-------- TEXT PASSAGE --------

Despite the recent hype in the research community around DSCs, increasing efficiency of DSCs is still a challenge. In principle, one promising way to obtain DSCs with significantly enhanced efficiency lies in connecting an n-type photoelectrode (i.e. n-Dye/TiO2) with a p-type one (i.e. p-Dye/NiO) leading to a tandem cell composed by two serially connected photoactive electrodes, each contributing with its own photovoltage to the total photovoltage delivered by the cell. Applying such concept could theoretically lead to organic photovoltaic devices with up to 40% overall conversion yield. One of the main limitations in p-type systems, commonly based on NiO, arises from fast charge recombination between the photoinjected hole in NiO, and the reduced dye. Therefore it is crucially important to develop p-type chromophores which could produce a long-lived charge separated state and minimize back recombination.
We were thus triggered to explore new organic structures for potentially efficient chromophores for p-type devices, by considering that the intramolecular charge transfer, at the basis of efficient charge separation in donor-acceptor dyes, is strongly dependent on the electron-withdrawing ability of the acceptor. Herein we present charge separators based on organic push-pull systems of tryphenylamine donors and branched electron acceptors (SK2-3-4) based either on Dalton (SK2) or benzothidaziole acceptor groups (SK3-4) which were synthesized and characterized by steady state spectroscopic, electrochemical and computational means. All the dyes exhibit strong charge transfer bands in the visible regions with ground and excited state energetics which are favourable to the sensitization of NiO electrodes. The computational investigation revealed a clear directionality of the lowest excited state exhibiting a marked charge transfer character, shifting the electron density to the acceptor branches, an electronic situation which is favourable to the hole injection in p-type semiconductors. When tested in p-type DSCs the SK series was found capable to sensitize NiO electrodes. The charge recombination kinetics, probed by considering the charge transfer resistance at the NiO/electrolyte interface at a comparable chemical capacitance, showed that the dyes behaved similarly and that the higher Voc observed with the SK4 dye is ostensibly due to a positive shift of the valence band edge, consistent with the shift in the anodic current threshold observed in dark conditions.

--------

» **EXERCISE TASKS**:
**a.** Please answer these questions about the dye-sensitized solar cell passage:
(i) Up to what overall conversion yield could the tandem cell concept theoretically lead?
(ii) What is named as one of the main limitations in NiO-based p-type systems?
(iii) Which dye gave the higher Voc?
**b.** Carry the dye-sensitized solar cell passage forward by a few sentences, starting after its final sentence.

-------- RECORDED DATA --------

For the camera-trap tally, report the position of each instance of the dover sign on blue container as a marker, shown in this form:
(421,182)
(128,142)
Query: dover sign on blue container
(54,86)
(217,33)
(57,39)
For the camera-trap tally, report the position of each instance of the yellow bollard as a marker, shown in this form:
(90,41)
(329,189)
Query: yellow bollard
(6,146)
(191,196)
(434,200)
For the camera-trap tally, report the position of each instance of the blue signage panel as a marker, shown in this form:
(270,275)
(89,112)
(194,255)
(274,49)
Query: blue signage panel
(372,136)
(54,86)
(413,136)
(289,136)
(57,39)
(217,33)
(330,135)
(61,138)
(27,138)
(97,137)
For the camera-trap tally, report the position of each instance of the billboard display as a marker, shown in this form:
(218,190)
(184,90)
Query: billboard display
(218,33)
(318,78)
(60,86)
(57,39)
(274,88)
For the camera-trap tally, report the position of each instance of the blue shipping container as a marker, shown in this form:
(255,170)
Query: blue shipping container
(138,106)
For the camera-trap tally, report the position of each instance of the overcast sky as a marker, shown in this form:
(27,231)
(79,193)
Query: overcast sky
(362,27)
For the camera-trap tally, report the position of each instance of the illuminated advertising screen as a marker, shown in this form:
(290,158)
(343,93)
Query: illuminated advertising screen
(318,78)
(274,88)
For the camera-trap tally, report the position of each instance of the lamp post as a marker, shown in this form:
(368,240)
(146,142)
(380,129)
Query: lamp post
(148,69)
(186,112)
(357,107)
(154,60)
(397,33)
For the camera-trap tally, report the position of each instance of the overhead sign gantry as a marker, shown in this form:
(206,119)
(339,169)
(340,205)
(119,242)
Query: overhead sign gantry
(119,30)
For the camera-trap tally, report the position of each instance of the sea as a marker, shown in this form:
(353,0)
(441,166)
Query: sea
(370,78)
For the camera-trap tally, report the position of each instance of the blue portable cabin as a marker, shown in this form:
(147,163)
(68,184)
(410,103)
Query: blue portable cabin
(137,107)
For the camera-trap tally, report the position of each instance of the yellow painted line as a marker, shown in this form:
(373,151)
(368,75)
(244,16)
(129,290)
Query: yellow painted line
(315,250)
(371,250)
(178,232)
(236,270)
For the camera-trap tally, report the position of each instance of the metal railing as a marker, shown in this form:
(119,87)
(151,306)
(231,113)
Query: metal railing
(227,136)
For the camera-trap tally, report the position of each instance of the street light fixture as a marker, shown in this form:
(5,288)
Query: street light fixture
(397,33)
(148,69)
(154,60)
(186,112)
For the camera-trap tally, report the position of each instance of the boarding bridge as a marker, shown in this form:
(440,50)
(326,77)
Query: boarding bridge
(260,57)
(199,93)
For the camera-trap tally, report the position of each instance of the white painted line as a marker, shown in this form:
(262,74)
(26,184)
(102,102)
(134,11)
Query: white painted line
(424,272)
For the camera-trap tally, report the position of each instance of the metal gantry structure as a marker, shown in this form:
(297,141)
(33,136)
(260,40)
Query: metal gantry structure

--------

» **RESULTS OF THE EXERCISE**:
**a.**
(i) Up to 40%.
(ii) Fast charge recombination between the photoinjected hole in NiO and the reduced dye.
(iii) The SK4 dye.

**b.**
The second part of this work is dedicated to synthesis and characterisation of metallo-organic materials for optoelectronic devices. Optical amplification plays crucial role in the transmission and manipulation of optical signals in modern telecomunications. Nowadays amplifiers, which rely on erbium ions in a glass matrix, suffer from difficulties in fabrication and the need of high pump power densities to produce gain. Here we show a newly synthesised series of organic fully halogenated optical amplifier materials.
We will compare the ability of materials with different halogen atoms in complexes with transition metals to provide population of triplets which together with the lack of CH or OH oscillators in the molecule, can be potentially used as an efficient chromophore to sensitise the erbium ions in a long-lifetime erbium complex. Finally by doping Er(FTPIP)3 with newly designed Zn and Co complexes, we aim to find differences in the lifetime emission from erbium at the important telecommunication wavelength of 1.5 μm.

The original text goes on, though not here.